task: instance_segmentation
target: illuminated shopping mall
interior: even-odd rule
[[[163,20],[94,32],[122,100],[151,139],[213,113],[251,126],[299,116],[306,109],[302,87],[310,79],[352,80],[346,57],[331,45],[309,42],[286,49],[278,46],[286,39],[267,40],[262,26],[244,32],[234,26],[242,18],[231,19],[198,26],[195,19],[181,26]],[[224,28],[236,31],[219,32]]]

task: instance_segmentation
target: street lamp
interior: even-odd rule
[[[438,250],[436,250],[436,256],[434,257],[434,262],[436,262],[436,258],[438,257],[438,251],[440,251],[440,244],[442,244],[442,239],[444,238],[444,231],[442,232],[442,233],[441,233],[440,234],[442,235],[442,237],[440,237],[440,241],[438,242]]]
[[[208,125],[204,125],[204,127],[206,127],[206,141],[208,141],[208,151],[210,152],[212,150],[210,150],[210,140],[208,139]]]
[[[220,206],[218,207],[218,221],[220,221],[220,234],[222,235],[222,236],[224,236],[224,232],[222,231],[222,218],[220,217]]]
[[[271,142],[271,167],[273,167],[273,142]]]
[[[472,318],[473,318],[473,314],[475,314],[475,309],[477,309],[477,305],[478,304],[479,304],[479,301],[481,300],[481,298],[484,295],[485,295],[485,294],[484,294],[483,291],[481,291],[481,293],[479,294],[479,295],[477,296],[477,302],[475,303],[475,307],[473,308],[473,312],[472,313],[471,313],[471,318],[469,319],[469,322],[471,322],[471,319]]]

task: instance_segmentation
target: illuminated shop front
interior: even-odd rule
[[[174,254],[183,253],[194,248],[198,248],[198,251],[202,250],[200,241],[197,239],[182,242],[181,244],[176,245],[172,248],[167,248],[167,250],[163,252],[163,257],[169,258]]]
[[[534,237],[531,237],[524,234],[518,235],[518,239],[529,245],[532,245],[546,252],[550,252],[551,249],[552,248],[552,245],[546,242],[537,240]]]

# Work to be completed:
Rewrite all of the rows above, replacing every "even-odd rule" with "nonzero winding rule" and leaving everything else unchanged.

# Reply:
task: instance_segmentation
target: illuminated shopping mall
interior: nonzero winding rule
[[[163,20],[94,32],[122,100],[151,139],[213,113],[251,126],[299,116],[306,109],[302,87],[310,79],[352,80],[346,57],[331,45],[309,42],[286,49],[278,46],[286,39],[267,40],[262,26],[244,32],[234,26],[242,18],[231,19],[198,26],[195,19],[181,26]],[[224,28],[236,31],[219,32]]]

task: instance_segmentation
target: street lamp
interior: nonzero winding rule
[[[438,250],[436,250],[436,256],[434,257],[434,262],[436,262],[436,258],[438,257],[438,251],[440,251],[440,244],[442,244],[442,239],[444,238],[444,231],[442,232],[442,233],[441,233],[440,234],[442,235],[442,237],[440,237],[440,241],[438,242]]]
[[[208,125],[204,125],[204,127],[206,127],[206,141],[208,141],[208,151],[210,152],[212,150],[210,150],[210,140],[208,139]]]
[[[220,206],[218,207],[218,221],[220,221],[220,234],[222,235],[222,236],[224,236],[224,232],[222,231],[222,218],[220,217]]]
[[[271,142],[271,167],[273,167],[273,142]]]
[[[472,318],[473,318],[473,314],[475,314],[475,309],[477,309],[477,305],[478,304],[479,304],[479,301],[481,300],[481,298],[484,295],[485,295],[485,294],[484,294],[483,291],[481,291],[481,293],[479,294],[479,295],[477,296],[477,302],[475,303],[475,307],[473,308],[473,312],[472,313],[471,313],[471,318],[469,319],[469,322],[471,322],[471,319]]]

task: instance_segmentation
target: illuminated shop front
interior: nonzero winding rule
[[[174,254],[183,253],[194,248],[198,248],[198,251],[202,250],[200,241],[197,239],[182,242],[181,244],[176,245],[172,248],[167,248],[167,250],[163,252],[163,257],[169,258]]]
[[[534,237],[531,237],[524,234],[518,235],[518,239],[529,245],[532,245],[546,252],[550,252],[551,249],[552,248],[552,245],[546,242],[537,240]]]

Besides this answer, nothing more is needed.